Saved data entries:

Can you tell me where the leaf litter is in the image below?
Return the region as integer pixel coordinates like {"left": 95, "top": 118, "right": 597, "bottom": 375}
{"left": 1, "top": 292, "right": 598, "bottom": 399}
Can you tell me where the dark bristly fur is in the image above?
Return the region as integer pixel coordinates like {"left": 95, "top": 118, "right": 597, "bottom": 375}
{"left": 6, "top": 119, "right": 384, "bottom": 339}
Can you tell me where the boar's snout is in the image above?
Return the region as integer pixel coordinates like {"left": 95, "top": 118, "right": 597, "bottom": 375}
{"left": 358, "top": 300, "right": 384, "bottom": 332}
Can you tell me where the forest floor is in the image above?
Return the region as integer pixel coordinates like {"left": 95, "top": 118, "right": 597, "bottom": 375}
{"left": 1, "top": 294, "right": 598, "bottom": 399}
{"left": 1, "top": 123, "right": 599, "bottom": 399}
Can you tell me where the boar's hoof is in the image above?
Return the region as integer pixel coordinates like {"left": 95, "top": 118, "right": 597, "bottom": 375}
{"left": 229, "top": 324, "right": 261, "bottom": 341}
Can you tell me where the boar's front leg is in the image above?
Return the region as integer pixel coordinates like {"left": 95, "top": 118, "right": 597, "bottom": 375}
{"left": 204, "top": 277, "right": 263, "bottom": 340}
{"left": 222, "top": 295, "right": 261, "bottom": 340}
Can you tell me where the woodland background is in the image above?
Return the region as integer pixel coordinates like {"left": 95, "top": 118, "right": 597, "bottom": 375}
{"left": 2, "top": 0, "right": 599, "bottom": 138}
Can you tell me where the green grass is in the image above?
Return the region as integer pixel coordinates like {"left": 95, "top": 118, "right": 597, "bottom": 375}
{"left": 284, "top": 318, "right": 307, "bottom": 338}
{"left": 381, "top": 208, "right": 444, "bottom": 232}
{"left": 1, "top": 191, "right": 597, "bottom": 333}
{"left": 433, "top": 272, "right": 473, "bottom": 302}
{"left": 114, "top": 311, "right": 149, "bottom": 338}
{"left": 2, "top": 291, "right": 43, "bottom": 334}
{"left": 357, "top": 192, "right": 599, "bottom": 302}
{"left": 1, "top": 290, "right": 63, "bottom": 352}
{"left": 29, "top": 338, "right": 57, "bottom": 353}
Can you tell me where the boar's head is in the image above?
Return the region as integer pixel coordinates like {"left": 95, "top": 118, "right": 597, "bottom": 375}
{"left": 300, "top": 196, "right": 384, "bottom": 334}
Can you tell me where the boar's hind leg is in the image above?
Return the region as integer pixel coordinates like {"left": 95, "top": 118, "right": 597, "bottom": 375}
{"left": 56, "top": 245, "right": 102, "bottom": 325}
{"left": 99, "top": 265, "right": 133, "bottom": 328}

• [What is being asked]: The answer must be a single number: the count of lines in the data that include the word "above".

• [Solution to this exercise]: 9